[Records of points placed on named objects]
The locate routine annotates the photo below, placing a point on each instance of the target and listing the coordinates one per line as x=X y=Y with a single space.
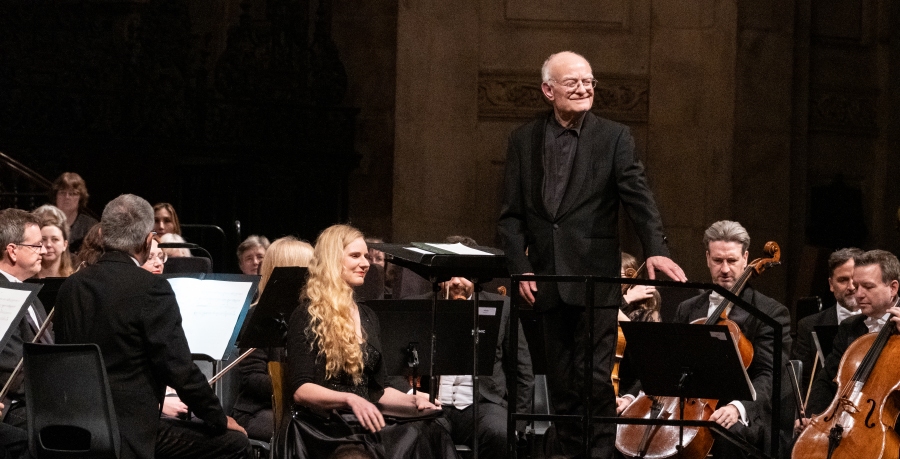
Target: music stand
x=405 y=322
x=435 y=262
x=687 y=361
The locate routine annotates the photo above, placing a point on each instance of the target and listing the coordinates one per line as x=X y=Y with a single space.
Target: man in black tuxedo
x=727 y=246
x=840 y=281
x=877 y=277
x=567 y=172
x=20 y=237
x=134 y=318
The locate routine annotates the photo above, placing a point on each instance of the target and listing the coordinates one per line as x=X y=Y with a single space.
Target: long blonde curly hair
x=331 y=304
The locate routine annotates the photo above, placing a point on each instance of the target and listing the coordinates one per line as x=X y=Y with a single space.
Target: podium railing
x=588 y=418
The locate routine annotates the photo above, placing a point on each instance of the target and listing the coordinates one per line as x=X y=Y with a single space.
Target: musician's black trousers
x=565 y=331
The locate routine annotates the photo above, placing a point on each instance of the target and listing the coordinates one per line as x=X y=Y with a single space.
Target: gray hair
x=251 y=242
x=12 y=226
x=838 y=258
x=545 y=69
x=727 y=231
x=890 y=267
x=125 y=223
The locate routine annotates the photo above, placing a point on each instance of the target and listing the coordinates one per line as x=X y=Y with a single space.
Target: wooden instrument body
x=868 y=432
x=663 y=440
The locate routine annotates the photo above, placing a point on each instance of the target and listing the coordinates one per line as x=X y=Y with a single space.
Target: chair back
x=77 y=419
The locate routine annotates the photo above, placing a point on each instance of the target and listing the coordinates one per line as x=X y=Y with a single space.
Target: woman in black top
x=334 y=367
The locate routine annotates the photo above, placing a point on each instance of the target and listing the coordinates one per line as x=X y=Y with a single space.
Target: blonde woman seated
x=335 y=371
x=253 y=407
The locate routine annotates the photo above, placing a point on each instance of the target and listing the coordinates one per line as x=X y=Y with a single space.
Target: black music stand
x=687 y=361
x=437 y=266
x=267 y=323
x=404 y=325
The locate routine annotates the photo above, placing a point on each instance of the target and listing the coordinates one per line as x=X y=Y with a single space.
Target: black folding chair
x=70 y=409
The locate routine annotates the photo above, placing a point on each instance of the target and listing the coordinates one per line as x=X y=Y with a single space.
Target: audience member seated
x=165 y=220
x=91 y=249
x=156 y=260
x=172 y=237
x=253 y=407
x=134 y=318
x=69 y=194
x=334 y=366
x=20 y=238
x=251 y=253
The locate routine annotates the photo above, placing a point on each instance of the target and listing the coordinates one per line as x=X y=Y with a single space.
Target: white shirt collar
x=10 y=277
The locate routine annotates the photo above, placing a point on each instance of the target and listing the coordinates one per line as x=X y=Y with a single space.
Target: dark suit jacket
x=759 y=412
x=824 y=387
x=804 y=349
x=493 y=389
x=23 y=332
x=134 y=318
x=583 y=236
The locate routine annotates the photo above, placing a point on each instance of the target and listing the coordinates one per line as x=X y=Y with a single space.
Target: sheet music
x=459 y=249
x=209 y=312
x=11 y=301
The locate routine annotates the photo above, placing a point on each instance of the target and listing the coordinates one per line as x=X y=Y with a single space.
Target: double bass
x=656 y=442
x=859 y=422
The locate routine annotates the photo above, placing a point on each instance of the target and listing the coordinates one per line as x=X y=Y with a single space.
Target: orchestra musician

==

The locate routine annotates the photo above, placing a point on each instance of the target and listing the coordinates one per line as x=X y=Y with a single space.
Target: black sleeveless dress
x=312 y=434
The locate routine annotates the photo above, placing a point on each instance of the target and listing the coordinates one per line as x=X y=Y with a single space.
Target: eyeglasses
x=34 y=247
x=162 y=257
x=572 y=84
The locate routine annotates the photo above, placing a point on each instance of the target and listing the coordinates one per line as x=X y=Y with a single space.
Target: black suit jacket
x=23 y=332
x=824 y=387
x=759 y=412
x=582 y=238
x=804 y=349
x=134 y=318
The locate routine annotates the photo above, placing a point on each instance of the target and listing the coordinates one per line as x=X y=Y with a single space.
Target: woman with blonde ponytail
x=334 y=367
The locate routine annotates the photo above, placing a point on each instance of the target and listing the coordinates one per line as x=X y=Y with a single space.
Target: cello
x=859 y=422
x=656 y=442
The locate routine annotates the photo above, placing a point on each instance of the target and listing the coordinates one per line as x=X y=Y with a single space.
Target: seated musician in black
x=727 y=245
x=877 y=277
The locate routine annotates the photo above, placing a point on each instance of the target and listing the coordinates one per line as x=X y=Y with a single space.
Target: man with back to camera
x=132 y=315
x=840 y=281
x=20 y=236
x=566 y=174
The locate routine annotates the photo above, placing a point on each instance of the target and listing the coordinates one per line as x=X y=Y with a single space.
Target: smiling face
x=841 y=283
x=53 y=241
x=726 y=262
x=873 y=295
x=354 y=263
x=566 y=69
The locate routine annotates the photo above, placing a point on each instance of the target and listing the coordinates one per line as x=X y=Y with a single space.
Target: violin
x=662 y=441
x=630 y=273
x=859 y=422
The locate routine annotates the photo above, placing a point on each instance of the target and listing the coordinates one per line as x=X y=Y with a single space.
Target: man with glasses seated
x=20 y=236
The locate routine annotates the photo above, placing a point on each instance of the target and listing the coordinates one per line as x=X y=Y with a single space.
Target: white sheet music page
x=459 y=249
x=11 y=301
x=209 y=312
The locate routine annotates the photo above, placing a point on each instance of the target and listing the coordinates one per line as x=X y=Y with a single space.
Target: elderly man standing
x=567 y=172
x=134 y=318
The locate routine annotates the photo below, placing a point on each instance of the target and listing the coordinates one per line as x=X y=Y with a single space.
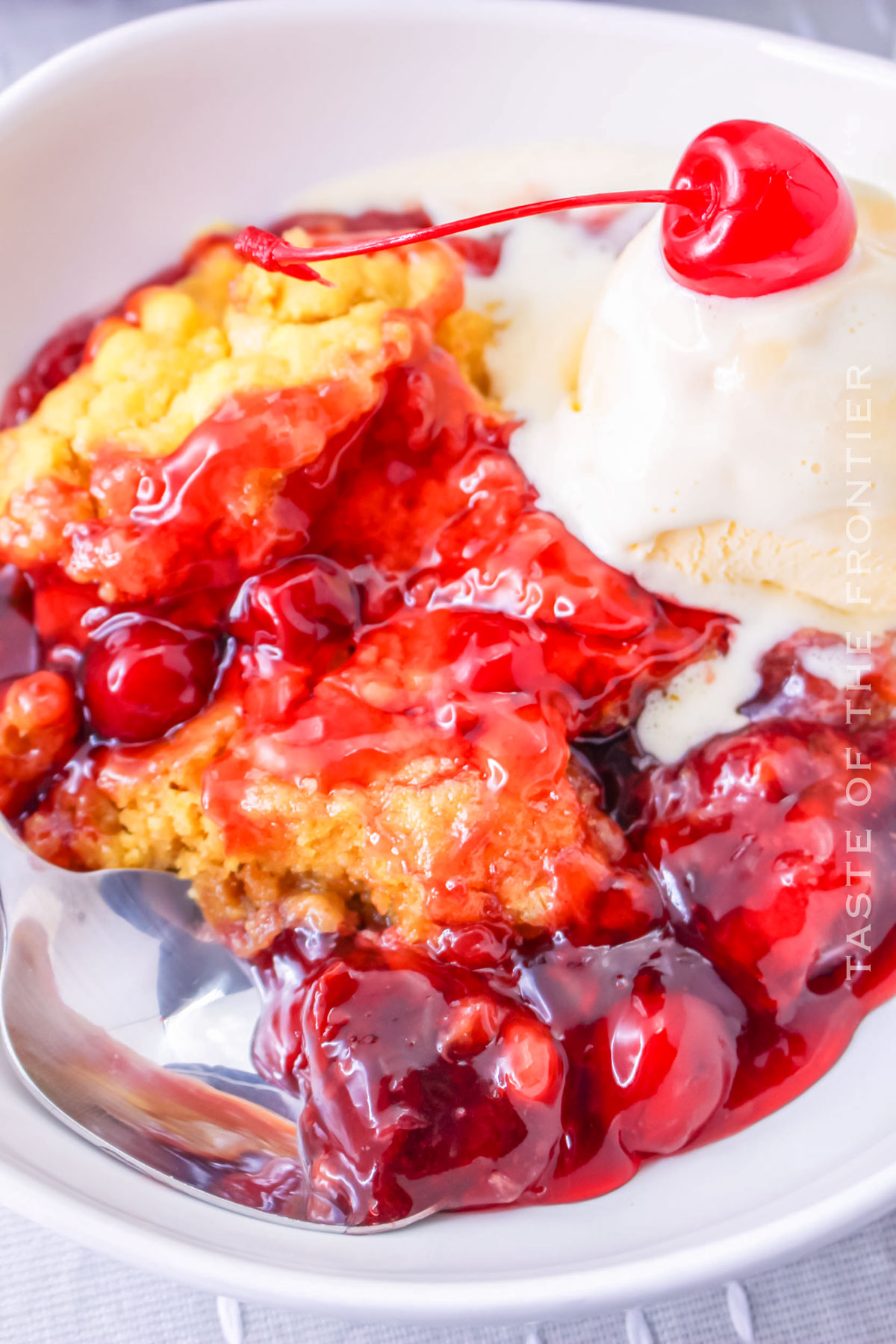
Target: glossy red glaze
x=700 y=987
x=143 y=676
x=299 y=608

Work to be completed. Count the lines of the material above that contain the string "jacket", treating case as significant, and give only the number.

Exercise output. 2